=== WORK INSTRUCTIONS ===
1. In the NBR service terms, what does signing the courier's proof of delivery card indicate?
2. Please pick up the NBR service terms after their last sentence and continue them.

++++ PAGE ++++

2.5          Non delivery or non performance of services by any third party other than NBR's sub-contractors shall not give Customer any right to delay any payment to NBR or to make any claim whatsoever against NBR.

2.6          Where the order by Customer includes the delivery of a product as part of the Service, either email, first class post or courier service will be used as applicable to the Service. Where Customer requests an alternative method of delivery, Customer must meet those delivery costs.

2.7          Where courier service is used, the signing of the courier’s proof of delivery card shall indicate that Customer has accepted the products.

2.8          NBR may use a professional agent or other third party contractor to perform all or any part of the Services. NBR will pay the charges of any such third party contractor used and recharge these to Customer together with NBR's own fees. NBR will take reasonable care and skill in selecting any third party contractor. NBR shall not be held liable for any errors or omissions in services provided by any third party contractor.

2.9          Privacy Policy regarding use of customer data;

    i.          Barclays Business Bank Account Referral Service.

      1.          Where you request a bank account through The Business Bank Account Referral Service you confirm that you agree to your details being submitted on your behalf to Barclays Bank plc and to being contacted directly by Barclays Bank plc for the purposes of fulfilling the bank account request.

++++ GIVEN DATA ++++

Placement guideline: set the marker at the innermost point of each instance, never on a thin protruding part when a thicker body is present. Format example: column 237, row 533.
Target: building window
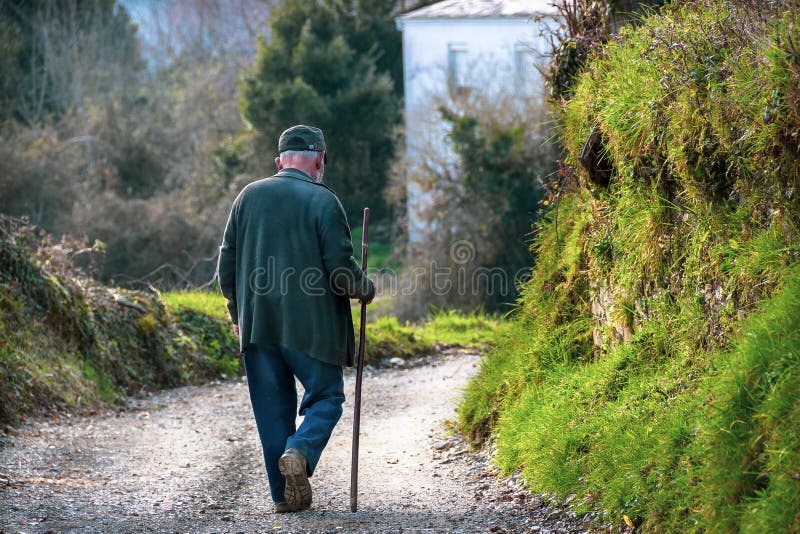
column 457, row 69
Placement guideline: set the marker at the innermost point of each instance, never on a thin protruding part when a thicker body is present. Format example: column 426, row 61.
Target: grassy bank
column 652, row 367
column 68, row 343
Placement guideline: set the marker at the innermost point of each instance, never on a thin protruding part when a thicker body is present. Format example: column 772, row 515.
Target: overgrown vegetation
column 67, row 342
column 336, row 65
column 632, row 375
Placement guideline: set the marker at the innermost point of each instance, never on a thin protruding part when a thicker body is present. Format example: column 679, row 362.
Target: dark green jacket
column 286, row 267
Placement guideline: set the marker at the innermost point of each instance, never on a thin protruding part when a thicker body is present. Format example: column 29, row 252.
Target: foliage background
column 651, row 364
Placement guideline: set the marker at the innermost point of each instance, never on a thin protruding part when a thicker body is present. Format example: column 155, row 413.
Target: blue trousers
column 270, row 376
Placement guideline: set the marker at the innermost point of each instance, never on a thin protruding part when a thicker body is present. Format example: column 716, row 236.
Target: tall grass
column 631, row 375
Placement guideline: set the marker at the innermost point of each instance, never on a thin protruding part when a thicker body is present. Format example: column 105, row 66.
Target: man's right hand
column 371, row 296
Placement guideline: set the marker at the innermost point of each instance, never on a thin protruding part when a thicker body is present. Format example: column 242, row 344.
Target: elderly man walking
column 286, row 268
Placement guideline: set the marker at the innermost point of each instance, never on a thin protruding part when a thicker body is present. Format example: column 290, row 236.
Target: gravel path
column 188, row 460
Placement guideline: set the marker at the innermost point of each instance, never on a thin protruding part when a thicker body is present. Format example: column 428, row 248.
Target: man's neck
column 313, row 174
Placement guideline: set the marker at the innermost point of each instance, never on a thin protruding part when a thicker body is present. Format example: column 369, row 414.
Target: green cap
column 302, row 137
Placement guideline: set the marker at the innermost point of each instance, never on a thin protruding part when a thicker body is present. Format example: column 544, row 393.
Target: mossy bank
column 652, row 368
column 67, row 342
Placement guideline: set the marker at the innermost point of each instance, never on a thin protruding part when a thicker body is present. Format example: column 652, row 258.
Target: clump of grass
column 388, row 338
column 69, row 343
column 750, row 480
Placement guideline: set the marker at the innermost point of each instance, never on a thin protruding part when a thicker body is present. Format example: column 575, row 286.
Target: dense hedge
column 631, row 375
column 67, row 342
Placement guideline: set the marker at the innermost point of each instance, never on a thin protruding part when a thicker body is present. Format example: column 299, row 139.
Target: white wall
column 489, row 48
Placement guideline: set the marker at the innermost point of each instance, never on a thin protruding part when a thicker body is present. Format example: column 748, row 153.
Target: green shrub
column 631, row 375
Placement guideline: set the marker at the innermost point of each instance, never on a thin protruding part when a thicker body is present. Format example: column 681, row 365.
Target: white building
column 456, row 49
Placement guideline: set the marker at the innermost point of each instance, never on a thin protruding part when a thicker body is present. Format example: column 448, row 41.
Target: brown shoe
column 294, row 467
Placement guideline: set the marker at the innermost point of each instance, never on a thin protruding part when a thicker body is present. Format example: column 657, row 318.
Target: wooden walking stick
column 359, row 370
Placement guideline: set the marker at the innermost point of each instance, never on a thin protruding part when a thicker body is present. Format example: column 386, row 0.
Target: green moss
column 630, row 374
column 70, row 343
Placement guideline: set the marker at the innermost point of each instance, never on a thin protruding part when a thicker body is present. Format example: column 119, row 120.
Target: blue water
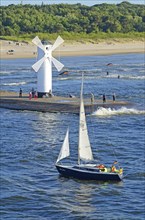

++++

=== EXERCISE ANSWERS ===
1. It indicates that Customer has accepted the products.

2.
      2.          Where you request a bank account through The Business Bank Account Referral Service on behalf of a third party for whom you are making a company formation application, you confirm that the third party has agreed to their details being submitted on their behalf to Barclays Bank plc and to being contacted directly by Barclays Bank plc for the purposes of fulfilling the bank account request.

3.             INDEMNITY

3.1          Customer hereby agrees fully to indemnify, keep indemnified and hold harmless NBR, its officers, employees, agents, sub-contractors and affiliated companies from and against any and all costs, claims, losses, damages and expenses (including, but not limited to, legal fees) sustained or incurred by NBR or its any of its officers, employees, agents, sub-contractors or affiliated companies directly or indirectly and in any jurisdiction as a result of:-

3.1.1       any breach of any of the warranties given by Customer in this Agreement;

3.1.2       otherwise howsoever arising out of the provision by NBR of any Service hereunder unless on account of breach of contract or negligence by NBR; and/or

3.1.3       any breach by Customer of any of its obligations in this Agreement.


4.1          Customer hereby appoints NBR to act on its behalf in conjunction with the provision of the Services.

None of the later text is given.